[Opening Source records section]

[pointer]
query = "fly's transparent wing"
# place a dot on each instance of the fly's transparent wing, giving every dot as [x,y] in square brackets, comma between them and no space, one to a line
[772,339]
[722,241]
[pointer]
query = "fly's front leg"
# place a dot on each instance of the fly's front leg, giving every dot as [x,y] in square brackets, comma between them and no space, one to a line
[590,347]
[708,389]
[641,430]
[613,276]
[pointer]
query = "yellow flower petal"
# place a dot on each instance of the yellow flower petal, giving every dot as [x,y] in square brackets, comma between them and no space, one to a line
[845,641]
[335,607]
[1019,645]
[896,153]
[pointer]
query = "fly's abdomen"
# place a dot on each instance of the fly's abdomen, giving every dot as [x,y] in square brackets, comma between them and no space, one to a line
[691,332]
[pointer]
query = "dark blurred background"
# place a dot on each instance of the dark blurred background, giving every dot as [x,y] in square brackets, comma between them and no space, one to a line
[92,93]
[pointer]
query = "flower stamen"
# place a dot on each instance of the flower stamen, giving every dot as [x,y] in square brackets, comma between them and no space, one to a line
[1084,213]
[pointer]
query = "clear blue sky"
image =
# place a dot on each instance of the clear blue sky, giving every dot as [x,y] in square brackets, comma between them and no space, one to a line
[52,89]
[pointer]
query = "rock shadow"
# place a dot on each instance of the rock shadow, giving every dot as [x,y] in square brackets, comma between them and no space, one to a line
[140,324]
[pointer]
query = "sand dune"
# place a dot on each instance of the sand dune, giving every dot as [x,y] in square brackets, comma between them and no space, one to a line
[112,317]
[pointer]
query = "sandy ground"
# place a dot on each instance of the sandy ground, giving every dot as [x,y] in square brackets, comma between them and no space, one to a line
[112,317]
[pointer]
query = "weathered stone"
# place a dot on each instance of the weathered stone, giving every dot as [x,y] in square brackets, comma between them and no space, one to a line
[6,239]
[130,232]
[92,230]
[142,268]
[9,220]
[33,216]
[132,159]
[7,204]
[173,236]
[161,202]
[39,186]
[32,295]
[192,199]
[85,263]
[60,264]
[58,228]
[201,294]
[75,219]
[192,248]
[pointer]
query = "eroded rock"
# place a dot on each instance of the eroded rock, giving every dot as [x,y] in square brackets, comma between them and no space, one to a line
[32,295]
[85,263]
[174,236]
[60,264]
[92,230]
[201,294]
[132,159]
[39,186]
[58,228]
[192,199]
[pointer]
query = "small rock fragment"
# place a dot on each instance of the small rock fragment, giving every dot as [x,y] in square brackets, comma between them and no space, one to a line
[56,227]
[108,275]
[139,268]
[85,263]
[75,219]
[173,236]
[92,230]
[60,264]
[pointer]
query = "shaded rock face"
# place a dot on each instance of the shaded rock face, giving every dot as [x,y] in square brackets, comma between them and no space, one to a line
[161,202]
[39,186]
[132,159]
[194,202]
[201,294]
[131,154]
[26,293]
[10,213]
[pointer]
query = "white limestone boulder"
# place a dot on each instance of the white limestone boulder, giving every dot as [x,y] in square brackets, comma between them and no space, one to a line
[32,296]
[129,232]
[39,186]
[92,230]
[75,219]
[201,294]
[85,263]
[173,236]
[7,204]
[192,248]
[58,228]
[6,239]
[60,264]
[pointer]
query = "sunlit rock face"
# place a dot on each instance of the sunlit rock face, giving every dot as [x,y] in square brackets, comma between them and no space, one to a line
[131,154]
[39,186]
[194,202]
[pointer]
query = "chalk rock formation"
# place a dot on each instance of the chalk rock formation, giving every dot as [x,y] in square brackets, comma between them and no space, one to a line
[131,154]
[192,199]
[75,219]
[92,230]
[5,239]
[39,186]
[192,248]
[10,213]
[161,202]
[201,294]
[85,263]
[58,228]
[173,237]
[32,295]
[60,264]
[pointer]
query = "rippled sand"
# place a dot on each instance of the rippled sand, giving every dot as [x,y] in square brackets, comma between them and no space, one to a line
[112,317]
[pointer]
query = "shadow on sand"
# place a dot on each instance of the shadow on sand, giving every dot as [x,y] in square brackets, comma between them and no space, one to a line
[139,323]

[Closing Source records section]

Your objective> Output all of the records above unchanged.

Written answer>
[pointer]
query = "fly's transparent wing"
# place a dot on each instance of the fly's transparent wing, giving every dot as [x,y] in square brackets, comma between them and no space, one to a line
[772,339]
[722,241]
[pointer]
query = "fly's front leg"
# place a dot on each instance of the fly's front leg, giving every dot as [x,y] in square brackets, comma between them and no space, one to a line
[590,347]
[708,389]
[641,430]
[613,276]
[pointer]
query = "yellow flower petal"
# place a dot on each instance of the yellow flower petal, giving every dot as [x,y] in square brackets, comma between them and no space, one to a line
[845,641]
[335,607]
[1019,645]
[896,153]
[pointer]
query = "fly's abdomen"
# place a dot on each instance of the fly's abdomen, giving every dot as [x,y] in square brackets, comma between them and no space, one to a line
[691,332]
[pointer]
query = "dark blurred background"
# place a dot on each instance of the dark blurred background, giving every dot as [x,y] in square brackets, comma between them and no space, one to a line
[92,93]
[pointer]
query = "flower stamen"
# place a dot on each instance of the flower stamen, giving every dot as [x,y] in square brackets, comma between them and no space, one to a line
[1084,213]
[pointer]
query = "clear blue sky"
image =
# place a dot on each instance of the clear blue sky, giving every dot as [x,y] in square brackets, comma between them and no space, one to a line
[52,89]
[pointer]
query = "rock shadow"
# place a dot on each instance of the rock shadow, giving every dot as [x,y] in square brackets, comma between them and no space, one to a line
[140,324]
[pointer]
query = "sand dune"
# place a dot on each instance of the sand dune, giving every dot as [x,y] in square brackets, comma between them and no space, one to a line
[112,317]
[pointer]
query = "sandy ground"
# place a dot on each instance of the sandy ground, giving every dot as [x,y] in square brackets, comma between them and no space, one to a line
[112,317]
[pointer]
query = "weathered stone"
# place a dot on each instance of the weathered stone, giving every dot as [x,y] in square brackets, comma between them and no space, one to a line
[6,239]
[130,232]
[92,230]
[142,268]
[9,220]
[33,216]
[132,159]
[7,204]
[173,236]
[161,202]
[39,186]
[32,295]
[192,199]
[85,263]
[60,264]
[58,228]
[201,294]
[75,219]
[192,248]
[pointer]
query = "eroded rock"
# place a dot on each instance of the eroded rock, giving every dot as [x,y] in square brackets, comma between them and no space, one to a line
[32,295]
[85,263]
[174,236]
[60,264]
[92,230]
[201,294]
[132,159]
[39,186]
[58,228]
[192,199]
[pointer]
query = "small rock fragment"
# place a dot on each instance of the small rock fragment, giving every dot as [x,y] in square brackets, comma between them and no space, one to a line
[56,227]
[108,275]
[139,268]
[85,263]
[75,219]
[173,236]
[92,230]
[60,264]
[pointer]
query = "shaded rock face"
# place a dot on each instance of the shaded rock face, giving every dot as [x,y] in square brackets, comma between them and no space, one to a line
[161,202]
[39,186]
[132,159]
[194,202]
[201,294]
[131,154]
[26,293]
[10,213]
[pointer]
query = "white limestone boulder"
# place a dot on each instance of the white limestone boulder, giving every dot as [x,y] in square brackets, comma between them and no space, one to a line
[32,296]
[129,232]
[39,186]
[92,230]
[75,219]
[201,294]
[85,263]
[173,236]
[7,204]
[192,248]
[58,228]
[6,239]
[60,264]
[pointer]
query = "sunlit rock face"
# place a dot on each instance of the sunlit rock face, giving every dot as [x,y] in square brackets, comma between them and no space, one to a line
[131,154]
[39,186]
[194,202]
[pointer]
query = "chalk rock formation"
# place a dot on each instance of the chalk rock formation, giving every dot as [x,y] in square brackets, comma between them and no space, one to a line
[131,154]
[192,199]
[75,219]
[92,230]
[5,239]
[39,186]
[192,248]
[10,213]
[161,202]
[201,294]
[85,263]
[58,228]
[173,237]
[32,295]
[60,264]
[pointer]
query = "rippled sand"
# place a dot on each instance of the rippled sand, giving every dot as [x,y] in square brackets, comma between them and no space, one to a line
[112,317]
[pointer]
query = "shadow on sand"
# place a dot on each instance of the shadow on sand, giving every dot as [x,y] in square brackets, comma between them and no space, one to a line
[139,323]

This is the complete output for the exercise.